⟨

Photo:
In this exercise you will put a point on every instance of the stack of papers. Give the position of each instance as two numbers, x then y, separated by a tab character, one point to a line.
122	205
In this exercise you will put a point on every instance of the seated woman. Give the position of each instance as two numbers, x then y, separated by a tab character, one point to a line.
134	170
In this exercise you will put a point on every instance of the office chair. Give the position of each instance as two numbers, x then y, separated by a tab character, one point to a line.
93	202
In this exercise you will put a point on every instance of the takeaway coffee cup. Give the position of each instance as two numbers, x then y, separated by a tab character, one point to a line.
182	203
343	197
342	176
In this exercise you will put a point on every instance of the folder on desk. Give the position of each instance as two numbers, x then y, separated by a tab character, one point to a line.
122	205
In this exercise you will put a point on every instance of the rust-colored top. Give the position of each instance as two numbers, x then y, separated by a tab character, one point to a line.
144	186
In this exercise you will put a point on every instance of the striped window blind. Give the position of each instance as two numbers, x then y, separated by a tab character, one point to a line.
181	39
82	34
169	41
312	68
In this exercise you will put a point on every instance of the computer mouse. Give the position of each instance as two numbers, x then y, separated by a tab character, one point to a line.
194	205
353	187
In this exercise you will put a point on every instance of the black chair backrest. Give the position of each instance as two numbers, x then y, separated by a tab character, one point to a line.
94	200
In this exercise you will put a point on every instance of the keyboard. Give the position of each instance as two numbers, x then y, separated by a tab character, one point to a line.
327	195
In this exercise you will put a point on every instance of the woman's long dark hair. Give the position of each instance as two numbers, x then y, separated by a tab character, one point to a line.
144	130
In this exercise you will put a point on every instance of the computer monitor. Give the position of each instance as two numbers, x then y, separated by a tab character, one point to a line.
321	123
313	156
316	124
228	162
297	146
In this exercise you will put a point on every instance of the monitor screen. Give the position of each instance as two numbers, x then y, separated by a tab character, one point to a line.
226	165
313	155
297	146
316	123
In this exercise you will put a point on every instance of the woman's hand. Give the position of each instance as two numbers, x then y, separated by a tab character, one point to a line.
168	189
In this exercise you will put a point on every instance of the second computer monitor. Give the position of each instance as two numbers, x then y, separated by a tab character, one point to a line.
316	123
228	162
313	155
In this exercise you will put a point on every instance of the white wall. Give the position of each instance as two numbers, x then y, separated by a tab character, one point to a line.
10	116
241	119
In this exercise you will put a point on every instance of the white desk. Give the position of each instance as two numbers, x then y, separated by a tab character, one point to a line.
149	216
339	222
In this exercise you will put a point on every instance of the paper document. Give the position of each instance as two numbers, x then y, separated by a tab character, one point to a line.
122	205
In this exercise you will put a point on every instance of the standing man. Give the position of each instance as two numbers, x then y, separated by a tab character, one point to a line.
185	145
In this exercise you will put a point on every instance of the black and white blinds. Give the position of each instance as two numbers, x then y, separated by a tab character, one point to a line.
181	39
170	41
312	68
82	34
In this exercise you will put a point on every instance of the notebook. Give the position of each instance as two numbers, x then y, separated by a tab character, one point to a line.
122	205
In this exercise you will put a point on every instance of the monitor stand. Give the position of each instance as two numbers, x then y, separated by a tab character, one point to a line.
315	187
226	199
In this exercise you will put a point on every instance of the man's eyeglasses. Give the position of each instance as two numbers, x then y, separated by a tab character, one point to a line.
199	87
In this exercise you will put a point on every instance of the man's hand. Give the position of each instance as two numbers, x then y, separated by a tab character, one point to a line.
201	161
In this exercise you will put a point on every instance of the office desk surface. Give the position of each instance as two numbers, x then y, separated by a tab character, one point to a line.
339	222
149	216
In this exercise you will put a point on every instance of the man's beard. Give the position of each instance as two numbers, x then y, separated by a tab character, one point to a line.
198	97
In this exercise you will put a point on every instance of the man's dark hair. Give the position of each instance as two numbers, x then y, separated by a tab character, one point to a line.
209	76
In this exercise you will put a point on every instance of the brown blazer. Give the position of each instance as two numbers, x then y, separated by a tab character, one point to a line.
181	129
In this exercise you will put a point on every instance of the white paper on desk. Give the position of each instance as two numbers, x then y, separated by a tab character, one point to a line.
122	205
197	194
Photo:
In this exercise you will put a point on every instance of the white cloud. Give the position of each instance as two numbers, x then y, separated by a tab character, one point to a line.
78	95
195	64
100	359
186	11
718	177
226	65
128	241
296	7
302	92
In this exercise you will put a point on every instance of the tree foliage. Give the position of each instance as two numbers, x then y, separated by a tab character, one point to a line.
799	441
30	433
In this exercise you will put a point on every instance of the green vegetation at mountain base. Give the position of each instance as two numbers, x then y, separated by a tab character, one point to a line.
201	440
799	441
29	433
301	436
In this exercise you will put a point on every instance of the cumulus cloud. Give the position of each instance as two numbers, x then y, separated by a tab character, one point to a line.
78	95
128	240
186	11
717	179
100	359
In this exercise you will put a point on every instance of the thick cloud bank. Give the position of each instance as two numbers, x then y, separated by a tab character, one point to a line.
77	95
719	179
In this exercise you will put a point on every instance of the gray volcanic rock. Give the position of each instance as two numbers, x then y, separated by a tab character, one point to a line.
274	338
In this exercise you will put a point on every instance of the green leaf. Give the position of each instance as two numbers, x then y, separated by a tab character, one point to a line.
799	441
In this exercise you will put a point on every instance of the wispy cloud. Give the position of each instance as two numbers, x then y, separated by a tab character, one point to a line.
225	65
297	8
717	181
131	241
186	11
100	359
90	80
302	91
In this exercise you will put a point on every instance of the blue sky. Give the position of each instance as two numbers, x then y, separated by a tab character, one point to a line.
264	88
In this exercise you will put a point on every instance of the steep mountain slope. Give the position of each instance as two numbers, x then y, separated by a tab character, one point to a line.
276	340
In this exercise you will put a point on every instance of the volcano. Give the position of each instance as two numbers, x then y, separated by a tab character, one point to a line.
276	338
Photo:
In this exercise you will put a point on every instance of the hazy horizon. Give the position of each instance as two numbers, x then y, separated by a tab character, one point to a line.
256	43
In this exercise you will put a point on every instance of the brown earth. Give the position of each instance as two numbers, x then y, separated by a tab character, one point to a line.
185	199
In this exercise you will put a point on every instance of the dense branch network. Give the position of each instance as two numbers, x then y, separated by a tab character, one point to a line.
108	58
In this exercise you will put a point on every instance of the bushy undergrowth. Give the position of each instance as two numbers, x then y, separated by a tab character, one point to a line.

⟩

TASK DETAILS ::
Format all of the rows above as a numbered list, one line per entry, and drop any blank lines.

OUTPUT OF THE TASK ::
1. Photo:
2. In this exercise you will put a point on every instance of the stack of papers. Give the position of each instance as two numbers, x then y, separated by a tab character, one point to a line.
3. 122	205
4. In this exercise you will put a point on every instance of the seated woman. Give the position of each instance as two numbers, x then y, separated by a tab character, one point to a line.
5. 134	170
6. In this exercise you will put a point on every instance of the office chair. Give the position of each instance as two numbers, x then y, separated by a tab character, one point to a line.
7. 93	202
8. In this exercise you will put a point on every instance of the takeaway coffee cup. Give the position of each instance as two numbers, x then y, separated by a tab character, one point to a line.
9. 182	203
10. 343	197
11. 342	176
12. In this exercise you will put a point on every instance of the folder on desk. Give the position of each instance as two numbers, x then y, separated by a tab character, one point to a line.
13. 122	205
14. In this exercise you will put a point on every instance of the rust-colored top. Give the position of each instance as two numbers, x then y, separated by a tab character, one point to a line.
15. 144	186
16. In this exercise you will put a point on every instance of the striped window blind. Give the position of each instance as two numbers, x then y, separated by a tab character, one point to a line.
17. 181	39
18. 82	34
19. 169	41
20. 312	68
21. In this exercise you will put a point on every instance of the computer mouse. Give the position of each instance as two numbers, x then y, separated by a tab character, one point to a line.
22. 194	205
23. 353	187
24. In this exercise you will put a point on every instance of the black chair backrest. Give the position of each instance as two numbers, x then y, separated by a tab character, one point to a line.
25. 94	200
26. In this exercise you will put a point on every instance of the keyboard. Give the position of each instance as two numbers, x then y, separated by a tab character, one point to a line.
27. 327	195
28. In this exercise you will put a point on every instance of the woman's long dark hair. Give the position of each instance as two numbers, x then y, separated by a tab character, one point to a line.
29. 144	130
30. In this exercise you will put a point on every instance of the computer monitor. Give the position of each instance as two numbers, x then y, separated by a tab character, one point to a line.
31. 321	123
32. 313	156
33. 316	124
34. 228	162
35. 297	146
36. In this exercise you will put a point on every instance of the monitor screen. Give the position of each instance as two numbers, x then y, separated by a tab character, one point to a line.
37. 226	165
38. 313	155
39. 297	146
40. 316	123
41. In this exercise you will put a point on every instance of the woman's hand. Give the position of each instance as two numbers, x then y, separated by a tab character, one point to a line.
42. 168	189
43. In this exercise you will put a point on every instance of the second computer monitor. Give the position of each instance as two numbers, x then y, separated by a tab character, one point to a line.
44. 316	123
45. 228	162
46. 313	155
47. In this exercise you will put a point on every instance of the white wall. Give the position of each instance as two numbers, x then y, separated by a tab character, one point to a line.
48. 10	116
49. 241	119
50. In this exercise you will put a point on every instance of the white desk. Give the position of each instance as two numbers, x then y, separated by a tab character, one point to a line.
51. 149	216
52. 339	222
53. In this exercise you will put a point on every instance of the paper document. Give the position of each instance as two numbers, x then y, separated by a tab character, one point to a line.
54. 122	205
55. In this exercise you will put a point on every instance of the standing man. Give the position of each instance as two numbers, x then y, separated by a tab character, one point to a line.
56. 185	145
57. In this exercise you will put a point on every instance of the black and white blinds. Give the position of each instance as two numbers, x then y, separated by a tab character, one point to a line.
58. 181	39
59. 170	41
60. 312	68
61. 82	34
62. In this exercise you will put a point on every instance of the notebook. Give the position of each instance as two numbers, x then y, separated by a tab character, one point to a line.
63. 122	205
64. In this exercise you will put a point on every instance of the monitor stand. Give the position of each instance as two numbers, x then y, separated by a tab character, one point to a line.
65. 315	187
66. 226	199
67. In this exercise you will put a point on every instance of the man's eyeglasses. Give the position of each instance as two numbers, x then y, separated by a tab character, one point to a line.
68. 199	87
69. In this exercise you will put a point on every instance of the man's hand. Give the position of each instance as two numbers, x then y, separated by a tab character, one point to a line.
70. 201	161
71. In this exercise you will put a point on every instance of the office desk surface. Give the position of each instance as two numbers, x then y, separated by a tab character, one point to a line.
72. 339	222
73. 149	216
74. In this exercise you will put a point on every instance of the man's beard. Give the position of each instance as two numbers, x then y, separated by a tab character, one point to a line.
75. 198	97
76. In this exercise you will put a point on every instance of the man's dark hair. Give the position of each instance as two numbers, x then y, separated by a tab character, one point to a line.
77. 209	76
78. In this exercise you will put a point on every instance of the brown blazer. Give the position of each instance as two numbers, x then y, separated by a tab character, one point to a line.
79. 181	129
80. In this exercise you will put a point on every instance of the white paper on desk. Give the position of each instance as two numbers, x then y, separated by a tab character, one point to a line.
81. 122	205
82. 197	194
83. Photo:
84. In this exercise you will put a point on every instance of the white cloud. Give the position of each instance as two numbers, x then y, separated by a tab character, one point to a line.
85. 78	95
86. 195	64
87. 100	359
88. 186	11
89. 718	177
90. 226	65
91. 128	241
92. 296	7
93. 302	92
94. In this exercise you will put a point on every instance of the tree foliage. Give the position of each instance as two numbers, x then y, separated by a tab character, one point to a line.
95. 799	441
96. 30	433
97. In this exercise you will put a point on every instance of the green vegetation at mountain base. Give the position of each instance as two numbers, x then y, separated by a tab character, one point to a line.
98. 201	440
99. 799	441
100. 29	433
101. 301	436
102. In this exercise you will put a point on every instance of the cumulus cloud. Give the position of each instance as two numbers, x then y, separated by a tab character, one point to a line.
103. 78	95
104. 128	240
105. 186	11
106. 717	179
107. 100	359
108. In this exercise you will put a point on every instance of the thick cloud bank. Give the position of each instance as two numbers, x then y, separated by a tab character, one point to a line.
109. 77	95
110. 719	179
111. In this exercise you will put a point on every instance of the gray volcanic rock. Give the position of each instance as two numbers, x then y, separated by a tab character, one point to a line.
112. 274	338
113. In this exercise you will put a point on every instance of the green leaf. Give the position of each instance as two numbers, x then y, separated by a tab character, one point to a line.
114. 799	441
115. In this exercise you will put a point on every instance of the wispy cloud. Give the position of each instance as two numbers, x then y, separated by a tab character, one point to a line.
116. 225	65
117. 297	8
118. 717	181
119. 131	241
120. 186	11
121. 100	359
122. 90	80
123. 302	91
124. In this exercise you will put a point on every instance of the blue sky. Give the position of each instance as two numbers, x then y, separated by a tab character, one point to a line.
125. 264	88
126. In this exercise you will put a point on every instance of the steep mountain slope. Give the position of each instance as two numbers, x then y, separated by a tab character, one point to a line.
127. 276	340
128. In this exercise you will put a point on every instance of the volcano. Give the position of each instance as two numbers, x then y, separated by a tab character, one point to a line.
129. 276	338
130. Photo:
131. In this exercise you will put a point on every instance of the hazy horizon. Give the position of each instance as two numbers, x then y, separated by a tab character, one point to a line.
132. 256	43
133. In this exercise you will put a point on every instance of the brown earth. Give the position of each instance as two numbers, x then y, separated by a tab character, one point to a line.
134. 185	199
135. In this exercise you will put a point on every instance of the dense branch network. Give the position of each instance as two numbers, x then y, separated by a tab character, one point to a line.
136. 108	58
137. In this exercise you will put a point on every instance of the bushy undergrowth. Give the position of each instance as two numbers, x then y, separated by a tab character, one point to a line.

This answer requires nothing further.